(Segmentation labeling entries)
<<<<

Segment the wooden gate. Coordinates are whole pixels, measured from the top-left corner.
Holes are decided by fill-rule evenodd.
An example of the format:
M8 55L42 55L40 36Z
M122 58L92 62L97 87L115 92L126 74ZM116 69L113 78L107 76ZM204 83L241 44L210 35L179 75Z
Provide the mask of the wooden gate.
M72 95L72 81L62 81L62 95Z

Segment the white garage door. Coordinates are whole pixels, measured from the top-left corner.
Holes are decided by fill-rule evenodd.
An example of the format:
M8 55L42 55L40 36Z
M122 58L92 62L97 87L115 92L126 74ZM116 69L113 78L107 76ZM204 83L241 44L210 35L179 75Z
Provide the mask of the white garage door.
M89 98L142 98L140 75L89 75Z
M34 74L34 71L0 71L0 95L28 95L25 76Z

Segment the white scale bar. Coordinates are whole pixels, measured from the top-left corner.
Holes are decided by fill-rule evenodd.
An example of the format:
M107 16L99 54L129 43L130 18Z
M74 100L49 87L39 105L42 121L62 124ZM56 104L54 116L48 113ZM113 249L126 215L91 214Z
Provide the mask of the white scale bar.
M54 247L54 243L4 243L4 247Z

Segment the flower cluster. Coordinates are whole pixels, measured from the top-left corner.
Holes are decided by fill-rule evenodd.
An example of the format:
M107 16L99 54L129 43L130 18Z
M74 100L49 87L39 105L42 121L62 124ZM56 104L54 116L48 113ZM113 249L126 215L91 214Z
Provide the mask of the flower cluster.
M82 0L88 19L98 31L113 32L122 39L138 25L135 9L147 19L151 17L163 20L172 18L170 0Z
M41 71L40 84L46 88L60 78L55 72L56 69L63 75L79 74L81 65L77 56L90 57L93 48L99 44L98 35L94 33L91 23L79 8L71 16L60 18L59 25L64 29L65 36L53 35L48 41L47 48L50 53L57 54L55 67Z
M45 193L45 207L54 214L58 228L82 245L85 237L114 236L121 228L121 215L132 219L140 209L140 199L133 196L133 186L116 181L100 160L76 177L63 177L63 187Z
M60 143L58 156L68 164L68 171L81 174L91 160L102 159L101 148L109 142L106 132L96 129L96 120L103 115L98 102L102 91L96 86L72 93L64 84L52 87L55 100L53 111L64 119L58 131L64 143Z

>>>>

PROBLEM DESCRIPTION: Transcribe all four entries above verbatim, keeping every line and every path string unchanged.

ANSWER IN FULL:
Segment the wooden gate. Coordinates are whole pixels, measured from the top-left corner.
Holes are decided by fill-rule evenodd.
An example of the format:
M8 55L42 55L40 36Z
M122 58L92 62L97 87L115 92L126 74ZM116 69L113 78L107 76ZM204 83L241 44L210 35L179 75Z
Provide the mask of the wooden gate.
M72 95L72 81L62 81L62 95Z

Segment the white garage door. Coordinates are whole pixels, measured from the top-left corner.
Holes are decided by fill-rule evenodd.
An example of the format:
M8 55L42 55L40 36Z
M122 58L92 62L97 87L115 92L126 74ZM116 69L113 78L107 76ZM204 83L241 44L210 35L179 75Z
Provide the mask of the white garage door.
M89 98L142 98L140 75L89 75Z
M34 74L34 71L0 71L0 95L28 95L25 76Z

Segment the white scale bar. Coordinates are whole pixels, measured from the top-left corner.
Holes are decided by fill-rule evenodd.
An example of the format:
M107 16L99 54L129 43L130 18Z
M74 100L49 87L39 105L42 121L62 124ZM56 104L54 116L48 113ZM113 249L126 215L91 214Z
Provide the mask of the white scale bar.
M54 247L54 243L4 243L4 247Z

Segment the flower cluster. Coordinates are whole pixels, measured from the top-left corner.
Holes are decided by fill-rule evenodd.
An example of the format:
M107 16L99 54L129 43L130 18Z
M74 100L49 87L39 105L42 121L62 124ZM56 104L54 116L48 113ZM113 249L126 215L91 214Z
Provide the mask of the flower cluster.
M82 0L88 19L98 31L113 32L122 39L138 25L135 9L147 19L151 17L163 20L172 18L170 0Z
M41 71L40 84L46 88L60 78L55 72L56 69L63 75L79 74L81 65L77 56L90 57L93 48L99 44L98 35L94 33L91 23L79 8L71 16L60 18L59 25L64 29L65 36L53 35L48 41L47 48L50 53L57 54L55 67Z
M45 193L45 207L54 214L58 228L82 245L85 237L114 236L121 228L121 215L132 219L140 209L140 199L133 196L133 186L116 181L100 160L76 177L63 177L63 187Z
M60 143L58 156L68 164L68 171L81 174L91 160L102 159L101 148L109 142L106 132L96 129L96 120L103 115L98 102L102 91L96 86L72 93L64 84L52 87L55 100L53 111L64 119L58 131L64 143Z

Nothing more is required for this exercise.